* **Work to be completed**: Continue the Bluetooth cmd_timeout patch from the point where it stops.

* **Extract to read**:

◆ ◆ ◆

2022-08-08 18:06:56

by Abhishek Pandit-Subedi

[permalink] [raw]
Subject: [PATCH] Bluetooth: Ignore cmd_timeout with HCI_USER_CHANNEL

From: Abhishek Pandit-Subedi <[email protected]>

When using HCI_USER_CHANNEL, hci traffic is expected to be handled by
userspace entirely. However, it is still possible (and sometimes
desirable) to be able to send commands to the controller directly. In
such cases, the kernel command timeout shouldn't do any error handling.

Signed-off-by: Abhishek Pandit-Subedi <[email protected]>
---
This was tested by running a userchannel stack and sending commands via
hcitool cmd on an Intel AX200 controller. Without this change, each
command sent via hcitool would result in hci_cmd_timeout being called
and after 5 commands, the controller would reset.

Hcitool continues working here because it marks the socket as
promiscuous and gets a copy of all traffic while the socket is open (and
does filtering in userspace).

Tested on Chromebook with 5.4 kernel with patch (and applied cleanly on
bluetooth-next).

net/bluetooth/hci_core.c | 26 +++++++++++++++++---------
1 file changed, 17 insertions(+), 9 deletions(-)

diff --git a/net/bluetooth/hci_core.c b/net/bluetooth/hci_core.c
index b3a5a3cc9372..c9a15f6633f7 100644
--- a/net/bluetooth/hci_core.c
+++ b/net/bluetooth/hci_core.c
@@ -1481,17 +1481,25 @@ static void hci_cmd_timeout(struct work_struct *work)

◆ ◆ ◆

(Pointing and labeling records)
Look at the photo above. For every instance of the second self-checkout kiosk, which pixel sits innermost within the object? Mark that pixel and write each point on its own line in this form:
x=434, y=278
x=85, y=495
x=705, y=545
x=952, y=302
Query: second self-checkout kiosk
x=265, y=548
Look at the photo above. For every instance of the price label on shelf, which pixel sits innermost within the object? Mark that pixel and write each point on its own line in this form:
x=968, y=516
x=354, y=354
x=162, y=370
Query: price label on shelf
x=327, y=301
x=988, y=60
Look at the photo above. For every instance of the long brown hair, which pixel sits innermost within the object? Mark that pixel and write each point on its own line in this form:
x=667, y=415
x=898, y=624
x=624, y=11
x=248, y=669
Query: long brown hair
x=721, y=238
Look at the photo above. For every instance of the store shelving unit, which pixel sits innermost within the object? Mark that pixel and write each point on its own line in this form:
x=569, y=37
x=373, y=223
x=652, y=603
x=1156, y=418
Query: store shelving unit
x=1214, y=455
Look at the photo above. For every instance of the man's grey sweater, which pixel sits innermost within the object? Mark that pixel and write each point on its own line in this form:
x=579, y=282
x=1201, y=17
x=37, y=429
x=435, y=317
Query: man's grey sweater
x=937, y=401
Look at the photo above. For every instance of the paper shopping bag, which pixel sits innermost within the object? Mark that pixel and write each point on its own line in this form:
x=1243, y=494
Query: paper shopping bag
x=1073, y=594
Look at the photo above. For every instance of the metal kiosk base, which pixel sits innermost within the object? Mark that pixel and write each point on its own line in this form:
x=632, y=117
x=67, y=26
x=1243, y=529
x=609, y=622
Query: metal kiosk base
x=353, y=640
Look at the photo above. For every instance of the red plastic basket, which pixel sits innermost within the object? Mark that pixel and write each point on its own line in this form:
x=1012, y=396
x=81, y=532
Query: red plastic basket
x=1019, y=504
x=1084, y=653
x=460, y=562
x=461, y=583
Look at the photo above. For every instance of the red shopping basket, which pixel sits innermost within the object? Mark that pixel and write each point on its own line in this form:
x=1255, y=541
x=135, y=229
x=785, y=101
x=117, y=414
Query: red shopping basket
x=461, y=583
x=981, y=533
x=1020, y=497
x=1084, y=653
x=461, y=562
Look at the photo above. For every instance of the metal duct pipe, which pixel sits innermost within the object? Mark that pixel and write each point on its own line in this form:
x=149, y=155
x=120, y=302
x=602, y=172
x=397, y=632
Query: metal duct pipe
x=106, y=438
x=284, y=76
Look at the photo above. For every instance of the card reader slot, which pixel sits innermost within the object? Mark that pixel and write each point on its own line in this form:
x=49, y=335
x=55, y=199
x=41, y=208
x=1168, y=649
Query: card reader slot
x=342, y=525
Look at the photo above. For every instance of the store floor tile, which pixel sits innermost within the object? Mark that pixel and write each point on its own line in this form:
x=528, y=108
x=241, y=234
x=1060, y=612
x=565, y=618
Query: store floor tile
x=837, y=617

◆ ◆ ◆

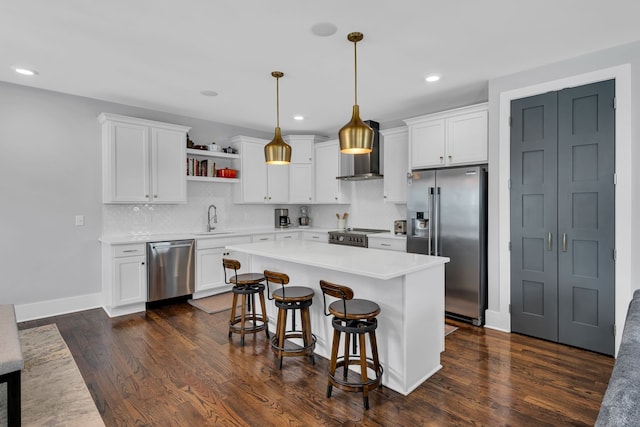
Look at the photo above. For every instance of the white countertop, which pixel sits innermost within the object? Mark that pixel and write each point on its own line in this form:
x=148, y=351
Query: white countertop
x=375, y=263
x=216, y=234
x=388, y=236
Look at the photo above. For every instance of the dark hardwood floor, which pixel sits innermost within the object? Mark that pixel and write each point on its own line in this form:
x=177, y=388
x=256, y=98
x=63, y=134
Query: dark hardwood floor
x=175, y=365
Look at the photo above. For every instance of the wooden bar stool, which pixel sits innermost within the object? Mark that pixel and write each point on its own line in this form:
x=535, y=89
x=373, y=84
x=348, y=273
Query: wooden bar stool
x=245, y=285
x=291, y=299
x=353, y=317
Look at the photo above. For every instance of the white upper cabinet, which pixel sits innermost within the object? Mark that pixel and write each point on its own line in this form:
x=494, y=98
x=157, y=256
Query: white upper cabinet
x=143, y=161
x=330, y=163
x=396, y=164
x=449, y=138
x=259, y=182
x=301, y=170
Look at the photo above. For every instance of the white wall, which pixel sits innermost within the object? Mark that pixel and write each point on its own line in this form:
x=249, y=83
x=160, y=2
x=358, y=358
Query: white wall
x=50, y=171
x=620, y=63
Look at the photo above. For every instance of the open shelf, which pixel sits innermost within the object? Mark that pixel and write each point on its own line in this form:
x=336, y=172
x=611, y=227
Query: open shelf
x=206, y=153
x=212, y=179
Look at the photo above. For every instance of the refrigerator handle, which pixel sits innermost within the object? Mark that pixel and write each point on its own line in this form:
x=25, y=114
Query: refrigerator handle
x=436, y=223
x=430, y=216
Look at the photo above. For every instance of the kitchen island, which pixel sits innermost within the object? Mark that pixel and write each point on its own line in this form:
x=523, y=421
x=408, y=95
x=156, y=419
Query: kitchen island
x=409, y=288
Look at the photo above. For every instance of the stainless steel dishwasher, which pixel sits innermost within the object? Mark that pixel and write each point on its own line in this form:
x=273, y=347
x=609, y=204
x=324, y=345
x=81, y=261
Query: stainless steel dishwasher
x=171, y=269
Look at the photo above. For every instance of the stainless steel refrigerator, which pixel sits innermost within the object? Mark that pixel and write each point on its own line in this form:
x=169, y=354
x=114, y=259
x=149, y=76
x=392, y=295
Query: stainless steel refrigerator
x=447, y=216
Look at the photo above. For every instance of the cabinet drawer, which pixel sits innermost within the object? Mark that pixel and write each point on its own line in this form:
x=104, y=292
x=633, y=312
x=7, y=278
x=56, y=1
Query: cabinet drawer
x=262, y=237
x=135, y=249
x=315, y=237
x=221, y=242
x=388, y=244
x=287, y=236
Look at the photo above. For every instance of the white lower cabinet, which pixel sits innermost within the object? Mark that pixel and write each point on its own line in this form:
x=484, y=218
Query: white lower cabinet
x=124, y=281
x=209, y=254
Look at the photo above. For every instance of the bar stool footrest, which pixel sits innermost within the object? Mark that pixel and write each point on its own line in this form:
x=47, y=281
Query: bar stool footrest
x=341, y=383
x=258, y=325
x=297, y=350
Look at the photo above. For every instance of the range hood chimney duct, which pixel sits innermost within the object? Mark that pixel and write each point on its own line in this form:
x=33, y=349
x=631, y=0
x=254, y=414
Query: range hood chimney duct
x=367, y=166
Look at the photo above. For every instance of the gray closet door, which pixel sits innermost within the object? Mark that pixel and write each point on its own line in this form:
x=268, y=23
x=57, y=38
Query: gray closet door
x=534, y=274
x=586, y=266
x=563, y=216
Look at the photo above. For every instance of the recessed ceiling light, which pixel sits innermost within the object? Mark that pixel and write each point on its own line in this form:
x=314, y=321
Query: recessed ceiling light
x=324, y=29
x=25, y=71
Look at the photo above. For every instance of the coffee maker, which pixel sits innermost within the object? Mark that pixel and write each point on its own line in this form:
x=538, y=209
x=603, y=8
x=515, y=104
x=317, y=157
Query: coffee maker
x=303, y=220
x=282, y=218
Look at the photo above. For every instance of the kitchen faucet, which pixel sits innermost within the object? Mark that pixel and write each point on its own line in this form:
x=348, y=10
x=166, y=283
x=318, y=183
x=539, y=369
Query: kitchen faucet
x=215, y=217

◆ ◆ ◆

* **Final result**:
struct hci_dev *hdev = container_of(work, struct hci_dev,
cmd_timer.work);

- if (hdev->sent_cmd) {
- struct hci_command_hdr *sent = (void *) hdev->sent_cmd->data;
- u16 opcode = __le16_to_cpu(sent->opcode);
+ /* Don't trigger the timeout behavior if it happens while we're in
+ * userchannel mode. Userspace is responsible for handling any command
+ * timeouts.
+ */
+ if (!(hci_dev_test_flag(hdev, HCI_USER_CHANNEL) &&
+ test_bit(HCI_UP, &hdev->flags))) {
+ if (hdev->sent_cmd) {
+ struct hci_command_hdr *sent =
+ (void *)hdev->sent_cmd->data;
+ u16 opcode = __le16_to_cpu(sent->opcode);

- bt_dev_err(hdev, "command 0x%4.4x tx timeout", opcode);
- } else {
- bt_dev_err(hdev, "command tx timeout");
- }
+ bt_dev_err(hdev, "command 0x%4.4x tx timeout", opcode);
+ } else {
+ bt_dev_err(hdev, "command tx timeout");
+ }

- if (hdev->cmd_timeout)
- hdev->cmd_timeout(hdev);
+ if (hdev->cmd_timeout)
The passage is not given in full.